Nella foto qui sopra sono evidenziate, in colore rosso, le due cinte murarie di Ovada, La prima, più antica, circondava il perimetro medioevale della città, la seconda, risalente al XVII secolo, comprendeva l'area più vasta ed esterna che si era andata popolando nei secoli precedenti. Le due aree esterne alla prima cinta (contraddistinte dal numero 1) sono quelle che contengono il maggior numero di cadaveri. E' da considerare il fatto che l'area corrispondente alla posizione dell'attuale chiesa parrocchiale dell'Assunta è stata quasi interamente "bonificata", appunto, durante la costruzione della chiesa. L'altra area, corrispondente all'attuale Piazza Garibaldi, è sicuramente la zona in cui le probabilità di rinvenire resti umani nel sottosuolo sono ancora oggi molto alte.
Il secondo "giro" di mura era, invece, più che altro una prima difesa che serviva a ritardare l'attacco nemico, consentendo alla popolazione di quella zona di avere il tempo di rifugiarsi all'interno delle prime mura. Inoltre, le tecniche di assedio del XVII secolo erano assai diverse da quelle dei secoli precedenti ed agli assalti all'arma bianca si erano sostituiti i bombardamenti a distanza mediante i cannoni e le artiglierie. Per questi motivi, nelle zone contraddistinte dal numero 2, le probabilità di rinvenire resti umani nel sottosuolo sono abbastanza scarse.

DA FARE> Prosegui il testo qui sopra sulle cinte murarie di Ovada, ripartendo subito dopo la sua ultima frase.

DATI FORNITI>
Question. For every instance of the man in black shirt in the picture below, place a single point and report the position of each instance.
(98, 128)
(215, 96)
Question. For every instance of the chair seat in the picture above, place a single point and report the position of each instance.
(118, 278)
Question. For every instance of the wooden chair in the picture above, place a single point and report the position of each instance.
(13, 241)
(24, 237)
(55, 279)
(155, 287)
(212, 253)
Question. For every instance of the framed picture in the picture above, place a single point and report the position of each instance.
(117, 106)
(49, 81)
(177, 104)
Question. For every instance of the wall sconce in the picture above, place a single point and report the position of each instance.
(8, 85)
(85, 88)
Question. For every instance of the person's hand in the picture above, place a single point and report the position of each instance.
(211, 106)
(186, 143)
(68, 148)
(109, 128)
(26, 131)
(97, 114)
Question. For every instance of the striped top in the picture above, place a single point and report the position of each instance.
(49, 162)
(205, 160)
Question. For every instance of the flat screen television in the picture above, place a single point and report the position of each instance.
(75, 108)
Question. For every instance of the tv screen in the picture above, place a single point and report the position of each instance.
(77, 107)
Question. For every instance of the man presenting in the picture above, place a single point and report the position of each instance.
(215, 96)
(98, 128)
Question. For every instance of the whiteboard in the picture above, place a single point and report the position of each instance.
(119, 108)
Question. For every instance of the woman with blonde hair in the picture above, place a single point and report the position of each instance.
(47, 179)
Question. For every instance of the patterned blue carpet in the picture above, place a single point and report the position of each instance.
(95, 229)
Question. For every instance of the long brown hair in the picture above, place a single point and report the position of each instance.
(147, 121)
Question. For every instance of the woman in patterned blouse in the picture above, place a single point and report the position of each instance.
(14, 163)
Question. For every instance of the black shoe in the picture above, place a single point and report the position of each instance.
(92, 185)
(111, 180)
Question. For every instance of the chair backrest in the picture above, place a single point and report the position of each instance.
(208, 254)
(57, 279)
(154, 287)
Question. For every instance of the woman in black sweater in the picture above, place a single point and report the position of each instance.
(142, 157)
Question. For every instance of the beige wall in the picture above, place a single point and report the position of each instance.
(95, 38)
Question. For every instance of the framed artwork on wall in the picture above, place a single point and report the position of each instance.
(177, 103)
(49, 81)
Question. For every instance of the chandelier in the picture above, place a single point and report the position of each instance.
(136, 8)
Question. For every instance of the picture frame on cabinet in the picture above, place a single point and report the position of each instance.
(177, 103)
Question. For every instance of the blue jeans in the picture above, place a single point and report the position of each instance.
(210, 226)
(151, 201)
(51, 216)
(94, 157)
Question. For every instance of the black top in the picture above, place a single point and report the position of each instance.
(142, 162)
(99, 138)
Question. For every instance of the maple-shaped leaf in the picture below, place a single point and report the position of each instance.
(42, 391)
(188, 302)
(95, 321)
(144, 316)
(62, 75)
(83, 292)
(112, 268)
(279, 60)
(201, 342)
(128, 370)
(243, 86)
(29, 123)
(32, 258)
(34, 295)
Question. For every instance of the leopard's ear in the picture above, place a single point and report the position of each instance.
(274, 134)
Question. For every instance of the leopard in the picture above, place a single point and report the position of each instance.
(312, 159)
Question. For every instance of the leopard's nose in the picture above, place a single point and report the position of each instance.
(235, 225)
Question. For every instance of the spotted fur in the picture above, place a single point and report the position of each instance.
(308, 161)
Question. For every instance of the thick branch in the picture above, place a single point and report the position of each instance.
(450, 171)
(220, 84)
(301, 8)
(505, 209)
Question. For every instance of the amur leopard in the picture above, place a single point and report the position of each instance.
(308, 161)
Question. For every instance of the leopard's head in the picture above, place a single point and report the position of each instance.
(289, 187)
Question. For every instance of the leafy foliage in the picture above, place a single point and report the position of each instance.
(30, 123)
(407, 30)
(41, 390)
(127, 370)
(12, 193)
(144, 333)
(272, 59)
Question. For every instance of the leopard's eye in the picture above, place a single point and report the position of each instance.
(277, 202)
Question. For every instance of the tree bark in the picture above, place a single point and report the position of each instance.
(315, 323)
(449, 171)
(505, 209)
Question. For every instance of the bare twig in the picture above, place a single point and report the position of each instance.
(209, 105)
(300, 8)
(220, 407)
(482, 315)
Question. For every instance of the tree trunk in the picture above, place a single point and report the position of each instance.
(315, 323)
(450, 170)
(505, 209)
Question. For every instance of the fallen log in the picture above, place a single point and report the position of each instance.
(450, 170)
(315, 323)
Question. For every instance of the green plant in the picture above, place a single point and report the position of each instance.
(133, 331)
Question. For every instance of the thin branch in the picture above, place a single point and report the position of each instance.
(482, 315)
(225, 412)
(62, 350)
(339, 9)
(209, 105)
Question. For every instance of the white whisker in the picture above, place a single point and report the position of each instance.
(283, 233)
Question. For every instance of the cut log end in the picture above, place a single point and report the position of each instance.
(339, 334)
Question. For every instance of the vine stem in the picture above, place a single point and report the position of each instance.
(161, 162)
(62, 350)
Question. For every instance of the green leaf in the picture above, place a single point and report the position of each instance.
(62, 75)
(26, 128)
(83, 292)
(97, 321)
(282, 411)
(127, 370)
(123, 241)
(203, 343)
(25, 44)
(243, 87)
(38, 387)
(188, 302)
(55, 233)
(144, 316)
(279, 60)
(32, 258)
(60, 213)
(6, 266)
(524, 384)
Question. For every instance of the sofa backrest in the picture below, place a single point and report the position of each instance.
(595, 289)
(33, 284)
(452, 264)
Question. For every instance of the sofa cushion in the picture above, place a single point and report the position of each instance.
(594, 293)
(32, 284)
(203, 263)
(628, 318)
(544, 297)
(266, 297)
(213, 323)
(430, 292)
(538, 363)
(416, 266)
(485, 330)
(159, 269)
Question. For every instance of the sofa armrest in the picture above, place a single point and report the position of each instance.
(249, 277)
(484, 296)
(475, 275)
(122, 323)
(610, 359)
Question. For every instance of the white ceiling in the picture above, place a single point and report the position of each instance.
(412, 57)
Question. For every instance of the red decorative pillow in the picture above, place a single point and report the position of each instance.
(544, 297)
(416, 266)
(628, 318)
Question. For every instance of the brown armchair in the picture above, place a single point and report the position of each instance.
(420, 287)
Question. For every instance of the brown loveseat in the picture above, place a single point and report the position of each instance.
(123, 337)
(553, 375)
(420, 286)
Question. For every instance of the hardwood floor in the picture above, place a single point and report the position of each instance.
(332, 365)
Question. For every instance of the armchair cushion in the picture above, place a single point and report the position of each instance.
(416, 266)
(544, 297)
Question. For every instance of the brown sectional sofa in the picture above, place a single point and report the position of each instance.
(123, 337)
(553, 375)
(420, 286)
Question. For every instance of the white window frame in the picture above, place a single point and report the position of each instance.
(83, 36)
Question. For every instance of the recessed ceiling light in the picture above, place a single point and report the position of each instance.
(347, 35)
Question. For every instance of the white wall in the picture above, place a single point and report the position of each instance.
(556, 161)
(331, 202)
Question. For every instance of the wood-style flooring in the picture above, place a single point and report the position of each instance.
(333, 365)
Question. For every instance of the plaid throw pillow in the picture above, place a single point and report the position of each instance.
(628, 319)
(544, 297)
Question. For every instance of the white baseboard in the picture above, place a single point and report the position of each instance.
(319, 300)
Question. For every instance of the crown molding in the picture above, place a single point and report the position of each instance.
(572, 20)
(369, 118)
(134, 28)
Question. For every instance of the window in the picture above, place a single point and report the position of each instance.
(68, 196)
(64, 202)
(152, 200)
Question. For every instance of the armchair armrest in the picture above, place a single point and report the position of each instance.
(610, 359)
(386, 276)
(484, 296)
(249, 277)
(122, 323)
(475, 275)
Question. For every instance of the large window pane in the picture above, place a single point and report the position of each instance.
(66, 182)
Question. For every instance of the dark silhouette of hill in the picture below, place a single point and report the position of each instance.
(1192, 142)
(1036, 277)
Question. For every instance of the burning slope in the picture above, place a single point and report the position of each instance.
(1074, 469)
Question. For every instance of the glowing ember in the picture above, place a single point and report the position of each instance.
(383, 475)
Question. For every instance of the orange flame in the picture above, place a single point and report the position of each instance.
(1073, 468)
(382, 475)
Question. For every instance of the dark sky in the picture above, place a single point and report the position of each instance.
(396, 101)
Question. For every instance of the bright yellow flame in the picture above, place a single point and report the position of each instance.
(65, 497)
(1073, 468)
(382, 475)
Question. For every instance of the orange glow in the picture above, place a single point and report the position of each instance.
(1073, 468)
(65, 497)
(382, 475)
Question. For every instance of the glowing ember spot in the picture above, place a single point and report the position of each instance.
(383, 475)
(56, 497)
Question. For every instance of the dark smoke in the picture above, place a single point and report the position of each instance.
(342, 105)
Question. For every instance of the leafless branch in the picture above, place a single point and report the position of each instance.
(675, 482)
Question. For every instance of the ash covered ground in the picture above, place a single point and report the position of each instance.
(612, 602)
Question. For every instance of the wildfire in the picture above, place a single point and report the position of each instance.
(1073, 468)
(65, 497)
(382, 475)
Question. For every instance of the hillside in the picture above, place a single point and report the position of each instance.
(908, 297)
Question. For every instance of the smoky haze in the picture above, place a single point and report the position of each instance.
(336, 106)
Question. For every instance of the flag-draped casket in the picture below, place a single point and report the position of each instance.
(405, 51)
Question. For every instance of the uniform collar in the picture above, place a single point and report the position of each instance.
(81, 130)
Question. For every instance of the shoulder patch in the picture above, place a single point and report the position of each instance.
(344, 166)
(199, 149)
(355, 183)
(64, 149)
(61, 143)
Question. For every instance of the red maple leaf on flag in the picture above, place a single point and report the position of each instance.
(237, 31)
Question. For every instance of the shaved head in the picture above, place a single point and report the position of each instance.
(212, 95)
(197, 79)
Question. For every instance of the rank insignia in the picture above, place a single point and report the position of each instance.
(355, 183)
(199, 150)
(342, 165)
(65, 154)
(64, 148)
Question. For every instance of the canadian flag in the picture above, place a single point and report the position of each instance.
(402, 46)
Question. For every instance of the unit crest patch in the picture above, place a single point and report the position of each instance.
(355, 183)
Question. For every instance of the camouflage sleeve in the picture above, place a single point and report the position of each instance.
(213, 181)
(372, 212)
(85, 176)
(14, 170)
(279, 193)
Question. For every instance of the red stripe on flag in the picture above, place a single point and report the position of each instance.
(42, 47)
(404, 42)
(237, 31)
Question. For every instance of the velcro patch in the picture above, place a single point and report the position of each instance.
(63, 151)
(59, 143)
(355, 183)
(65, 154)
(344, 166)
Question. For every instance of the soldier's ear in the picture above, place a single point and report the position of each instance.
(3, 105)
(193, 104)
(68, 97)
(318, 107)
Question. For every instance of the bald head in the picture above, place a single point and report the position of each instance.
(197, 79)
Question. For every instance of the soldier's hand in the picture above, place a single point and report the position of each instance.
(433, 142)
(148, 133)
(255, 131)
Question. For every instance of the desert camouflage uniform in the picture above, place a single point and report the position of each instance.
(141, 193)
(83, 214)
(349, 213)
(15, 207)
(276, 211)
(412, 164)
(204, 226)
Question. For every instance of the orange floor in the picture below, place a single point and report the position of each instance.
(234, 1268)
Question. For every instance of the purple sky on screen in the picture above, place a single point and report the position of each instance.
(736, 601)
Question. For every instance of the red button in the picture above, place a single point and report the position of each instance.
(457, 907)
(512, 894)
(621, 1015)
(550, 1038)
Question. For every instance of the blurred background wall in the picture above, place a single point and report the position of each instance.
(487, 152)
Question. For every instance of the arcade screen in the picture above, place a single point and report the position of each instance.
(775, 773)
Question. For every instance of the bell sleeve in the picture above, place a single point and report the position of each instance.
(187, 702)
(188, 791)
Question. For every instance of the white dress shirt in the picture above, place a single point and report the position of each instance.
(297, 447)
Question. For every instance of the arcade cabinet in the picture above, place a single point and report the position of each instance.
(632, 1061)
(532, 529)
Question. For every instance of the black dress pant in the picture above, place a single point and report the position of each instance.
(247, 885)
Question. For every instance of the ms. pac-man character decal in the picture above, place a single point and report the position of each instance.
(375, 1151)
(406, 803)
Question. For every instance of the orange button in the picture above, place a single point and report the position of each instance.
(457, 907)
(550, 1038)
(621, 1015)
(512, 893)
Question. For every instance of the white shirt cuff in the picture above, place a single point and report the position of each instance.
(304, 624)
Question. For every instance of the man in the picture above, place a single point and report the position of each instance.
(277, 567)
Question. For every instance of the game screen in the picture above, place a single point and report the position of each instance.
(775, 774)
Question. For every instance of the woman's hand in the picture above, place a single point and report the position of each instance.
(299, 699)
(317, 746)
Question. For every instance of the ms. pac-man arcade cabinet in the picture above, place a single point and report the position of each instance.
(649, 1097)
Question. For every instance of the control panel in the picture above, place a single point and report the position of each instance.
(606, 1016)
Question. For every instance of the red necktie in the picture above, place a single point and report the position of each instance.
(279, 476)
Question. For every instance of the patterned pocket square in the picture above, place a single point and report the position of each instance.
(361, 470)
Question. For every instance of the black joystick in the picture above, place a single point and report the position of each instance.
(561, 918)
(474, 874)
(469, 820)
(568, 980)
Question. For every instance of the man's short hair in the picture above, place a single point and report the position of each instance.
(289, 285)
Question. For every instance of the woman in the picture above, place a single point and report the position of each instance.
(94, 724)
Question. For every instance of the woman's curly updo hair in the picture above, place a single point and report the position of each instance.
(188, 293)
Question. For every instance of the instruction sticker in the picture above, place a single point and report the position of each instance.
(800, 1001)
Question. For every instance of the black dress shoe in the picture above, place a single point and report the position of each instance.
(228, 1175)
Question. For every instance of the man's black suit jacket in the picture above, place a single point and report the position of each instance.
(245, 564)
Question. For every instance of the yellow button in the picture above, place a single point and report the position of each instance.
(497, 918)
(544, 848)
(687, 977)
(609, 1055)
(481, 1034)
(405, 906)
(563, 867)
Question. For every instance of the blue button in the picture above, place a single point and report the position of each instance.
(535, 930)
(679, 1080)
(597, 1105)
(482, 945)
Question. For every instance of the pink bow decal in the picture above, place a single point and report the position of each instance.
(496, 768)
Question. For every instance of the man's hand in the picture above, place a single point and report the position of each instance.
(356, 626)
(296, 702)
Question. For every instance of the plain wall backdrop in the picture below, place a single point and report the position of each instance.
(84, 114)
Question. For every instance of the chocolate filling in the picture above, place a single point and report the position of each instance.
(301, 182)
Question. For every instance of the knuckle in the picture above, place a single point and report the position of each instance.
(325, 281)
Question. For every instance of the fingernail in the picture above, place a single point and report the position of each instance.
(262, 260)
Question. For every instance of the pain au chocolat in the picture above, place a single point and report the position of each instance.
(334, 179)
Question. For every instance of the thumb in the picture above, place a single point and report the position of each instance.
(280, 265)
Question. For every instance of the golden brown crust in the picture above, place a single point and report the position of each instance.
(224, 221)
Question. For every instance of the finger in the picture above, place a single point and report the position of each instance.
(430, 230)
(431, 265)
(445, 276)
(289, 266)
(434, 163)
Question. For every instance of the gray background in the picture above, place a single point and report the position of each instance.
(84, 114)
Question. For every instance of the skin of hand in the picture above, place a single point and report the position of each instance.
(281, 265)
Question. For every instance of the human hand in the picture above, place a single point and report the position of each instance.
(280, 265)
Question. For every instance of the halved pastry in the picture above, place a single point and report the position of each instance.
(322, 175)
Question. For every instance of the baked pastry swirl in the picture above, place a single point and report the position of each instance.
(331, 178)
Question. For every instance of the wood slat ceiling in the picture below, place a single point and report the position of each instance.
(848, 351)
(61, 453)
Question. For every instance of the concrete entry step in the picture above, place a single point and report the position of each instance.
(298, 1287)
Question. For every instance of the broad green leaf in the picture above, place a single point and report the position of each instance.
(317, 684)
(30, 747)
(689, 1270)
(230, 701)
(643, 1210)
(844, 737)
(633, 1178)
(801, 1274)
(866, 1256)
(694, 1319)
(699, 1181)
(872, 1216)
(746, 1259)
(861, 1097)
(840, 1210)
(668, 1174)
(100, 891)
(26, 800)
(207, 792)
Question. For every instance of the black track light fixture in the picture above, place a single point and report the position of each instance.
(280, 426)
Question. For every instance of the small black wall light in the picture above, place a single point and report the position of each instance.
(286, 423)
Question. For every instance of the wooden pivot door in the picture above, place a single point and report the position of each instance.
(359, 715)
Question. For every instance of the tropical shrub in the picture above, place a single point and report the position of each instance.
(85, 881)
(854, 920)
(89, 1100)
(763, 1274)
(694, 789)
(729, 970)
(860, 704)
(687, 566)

RISPOSTA ALL'ESERCIZIO>
Bene, abbiamo visto le diverse zone della città in cui è più o meno probabile rinvenire nel sottosuolo i cadaveri di centinaia (forse migliaia) di persone (ovadesi e non) che lì sono state poste a riposare nel corso di oltre mille anni. Costoro hanno sopportato, e sopportano tuttora, il "passeggio" sopra le loro teste degli Ovadesi durante il mercato settimanale, i concerti e le manifestazioni che si svolgono nel centro città e da lì hanno assistito ed assistono alla vita, alla crescita ed alle vicende di una città che si è dimenticata di loro. Ogni tanto, grazie a qualche lavoro di manutenzione, qualcuno di essi fa capolino e viene a dare un'occhiata a come si evolve la situazione, facendo bloccare i lavori dalla competente Soprintendenza Archeologica.
Non sappiamo se costoro sono contenti di vedere, seppur momentaneamente, la luce del terzo millennio. Ci fa però piacere immaginare che la vitalità della nostra cittadina di oggi, con i concerti, il turismo, le manifestazioni, il commercio e quant'altro, riesca a tenere loro un po' di buona compagnia nell'attesa, anche per loro, di quella "resurrectionem mortuorum" che prima o poi dovrebbe arrivare. Deo volente (a Dio piacendo). Fortasse (forse, chissà).